Selected extract:
##############################
Distributed Applications

See IoTPy/IoTPy/multiprocessing/distributed.py and

IoTPy/IoTPy/tests/VM_test, VM_publisher_test, VM_subscriber_test

An IoTPy distributed application runs on computers that communicate with each other across the Internet. IoTPy implements distributed applications by using AMQP, the Advanced Message Queuing Protocol. IoTPy code uses the RabbitMQ implementation of AMQP. Install the Python version of RabbitMQ called Pika on each computer running a distributed application. You could also install some Python version of AMQP other than RabbitMQ. The IoTPy code has been tested only with RabbitMQ.

You need to install AMQP only for processes that are part of distributed applications. If your application consists of a single multiprocess program (in which processes communicate only through shared memory) then you don’t need AMQP.
##############################
Task: Summarize the passage on IoTPy distributed applications in two sentences.

Object position labeling entries
##############################
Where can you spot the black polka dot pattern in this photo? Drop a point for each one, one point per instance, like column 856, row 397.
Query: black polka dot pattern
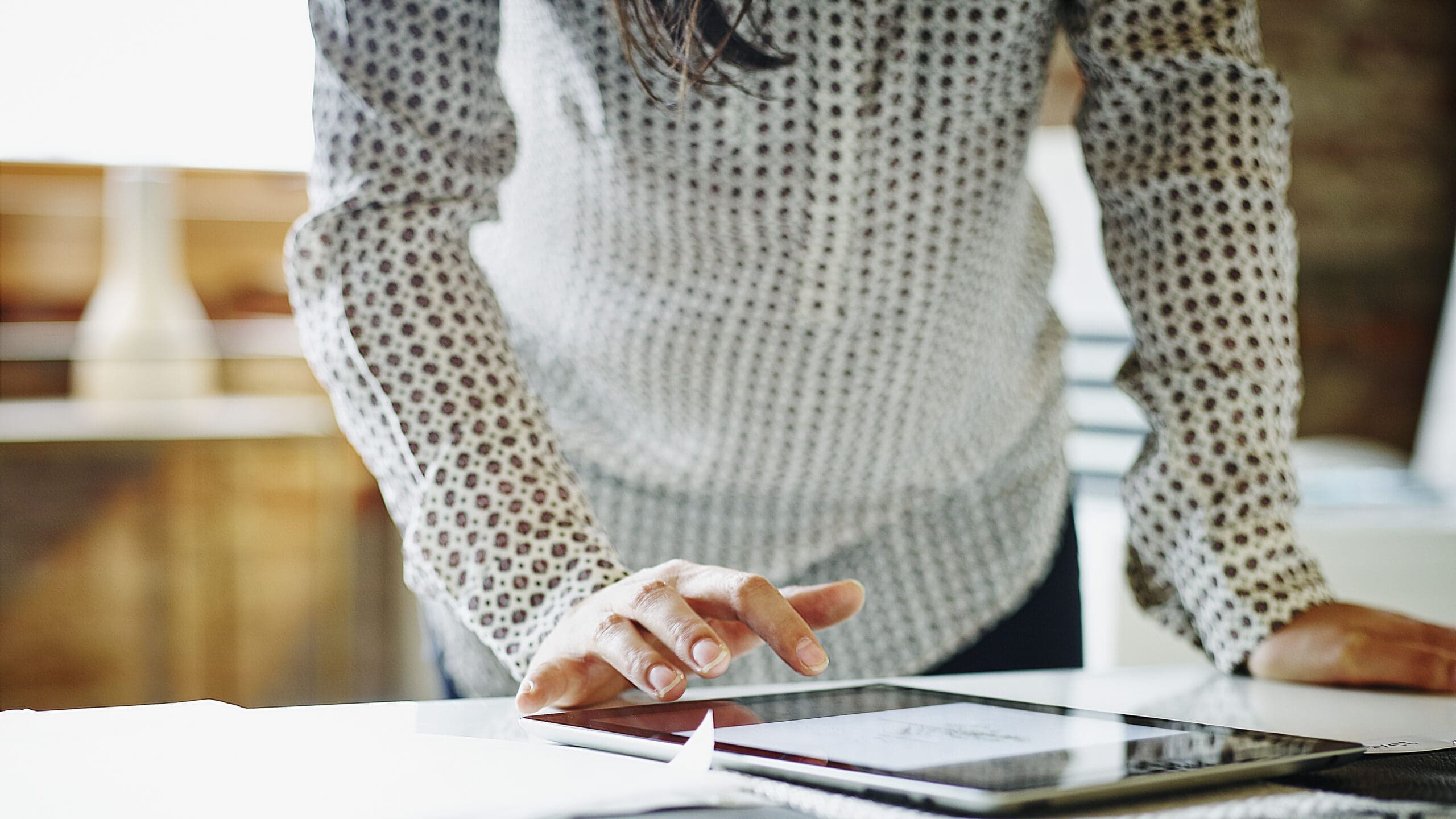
column 1187, row 142
column 801, row 331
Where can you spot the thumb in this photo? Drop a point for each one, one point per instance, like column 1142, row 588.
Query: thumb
column 548, row 684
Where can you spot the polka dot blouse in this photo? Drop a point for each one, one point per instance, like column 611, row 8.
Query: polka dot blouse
column 799, row 328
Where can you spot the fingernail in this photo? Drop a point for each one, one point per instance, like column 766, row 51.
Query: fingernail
column 663, row 680
column 812, row 655
column 528, row 691
column 708, row 653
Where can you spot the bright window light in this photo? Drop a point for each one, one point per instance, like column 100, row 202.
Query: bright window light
column 158, row 82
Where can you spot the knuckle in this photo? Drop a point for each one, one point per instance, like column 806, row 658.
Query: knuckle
column 750, row 588
column 607, row 627
column 1353, row 649
column 648, row 595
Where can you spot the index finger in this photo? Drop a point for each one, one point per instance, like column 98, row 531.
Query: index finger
column 726, row 594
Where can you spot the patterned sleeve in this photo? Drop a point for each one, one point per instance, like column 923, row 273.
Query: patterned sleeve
column 1186, row 135
column 411, row 140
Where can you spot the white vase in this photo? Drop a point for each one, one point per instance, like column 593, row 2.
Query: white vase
column 143, row 333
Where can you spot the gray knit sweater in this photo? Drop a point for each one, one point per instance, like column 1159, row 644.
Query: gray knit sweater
column 800, row 328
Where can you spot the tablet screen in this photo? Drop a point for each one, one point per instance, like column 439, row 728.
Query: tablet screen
column 948, row 738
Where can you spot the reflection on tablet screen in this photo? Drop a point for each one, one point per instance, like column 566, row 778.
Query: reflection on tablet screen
column 932, row 737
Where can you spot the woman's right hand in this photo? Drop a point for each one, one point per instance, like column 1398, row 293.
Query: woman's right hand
column 656, row 627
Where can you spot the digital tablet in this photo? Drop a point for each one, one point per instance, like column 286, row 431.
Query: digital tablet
column 948, row 751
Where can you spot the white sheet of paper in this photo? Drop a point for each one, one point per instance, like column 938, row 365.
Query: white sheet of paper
column 214, row 760
column 932, row 735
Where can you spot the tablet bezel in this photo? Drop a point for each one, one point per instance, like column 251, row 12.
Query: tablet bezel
column 594, row 729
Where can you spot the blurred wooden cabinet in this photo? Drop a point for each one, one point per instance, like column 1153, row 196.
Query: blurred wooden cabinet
column 217, row 554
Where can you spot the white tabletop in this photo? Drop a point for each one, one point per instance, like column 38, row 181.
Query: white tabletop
column 1178, row 693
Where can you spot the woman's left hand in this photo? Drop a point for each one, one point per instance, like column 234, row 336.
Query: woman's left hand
column 1347, row 644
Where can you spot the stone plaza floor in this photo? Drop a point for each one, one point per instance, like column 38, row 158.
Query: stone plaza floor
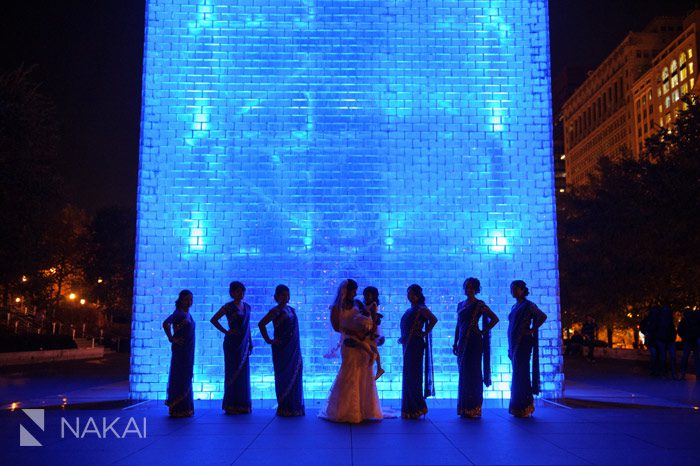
column 613, row 414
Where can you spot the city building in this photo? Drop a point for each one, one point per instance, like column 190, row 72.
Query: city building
column 658, row 93
column 563, row 85
column 599, row 117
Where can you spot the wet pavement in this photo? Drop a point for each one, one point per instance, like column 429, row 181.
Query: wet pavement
column 613, row 413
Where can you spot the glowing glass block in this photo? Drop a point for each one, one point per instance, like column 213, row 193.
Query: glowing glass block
column 306, row 141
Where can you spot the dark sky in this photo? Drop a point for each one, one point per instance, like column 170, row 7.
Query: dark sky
column 88, row 58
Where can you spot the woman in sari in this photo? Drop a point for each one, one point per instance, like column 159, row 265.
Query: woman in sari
column 286, row 354
column 353, row 397
column 416, row 325
column 179, row 328
column 471, row 347
column 237, row 348
column 523, row 321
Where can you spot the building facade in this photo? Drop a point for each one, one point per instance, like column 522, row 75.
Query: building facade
column 658, row 93
column 599, row 117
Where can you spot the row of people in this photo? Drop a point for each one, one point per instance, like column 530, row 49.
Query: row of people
column 471, row 346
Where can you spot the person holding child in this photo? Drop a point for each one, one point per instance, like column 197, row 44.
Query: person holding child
column 353, row 397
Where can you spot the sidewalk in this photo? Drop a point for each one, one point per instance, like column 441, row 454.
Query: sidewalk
column 610, row 424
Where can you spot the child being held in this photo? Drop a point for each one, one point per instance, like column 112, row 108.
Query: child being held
column 373, row 336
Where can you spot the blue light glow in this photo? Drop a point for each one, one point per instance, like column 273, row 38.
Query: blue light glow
column 306, row 141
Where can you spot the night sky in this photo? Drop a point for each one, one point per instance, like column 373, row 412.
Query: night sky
column 88, row 59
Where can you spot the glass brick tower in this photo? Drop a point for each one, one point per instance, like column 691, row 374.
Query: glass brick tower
column 307, row 141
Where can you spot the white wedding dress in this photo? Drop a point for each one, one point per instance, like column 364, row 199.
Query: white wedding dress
column 354, row 395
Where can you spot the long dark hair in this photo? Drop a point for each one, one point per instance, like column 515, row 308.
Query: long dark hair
column 520, row 284
column 181, row 297
column 372, row 290
column 476, row 284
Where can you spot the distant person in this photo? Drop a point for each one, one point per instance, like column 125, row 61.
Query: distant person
column 416, row 326
column 687, row 330
column 648, row 326
column 237, row 348
column 524, row 320
column 589, row 331
column 179, row 328
column 666, row 341
column 473, row 349
column 286, row 354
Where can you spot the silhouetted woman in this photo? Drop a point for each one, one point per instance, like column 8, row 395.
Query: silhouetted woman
##############################
Written response: IoTPy distributed applications run on computers that communicate across the Internet and are implemented with AMQP through the RabbitMQ implementation, whose Python version, Pika, should be installed on each participating computer, and the code has been tested only with RabbitMQ. AMQP is needed only for processes that belong to distributed applications, not for a single multiprocess program whose processes communicate only through shared memory.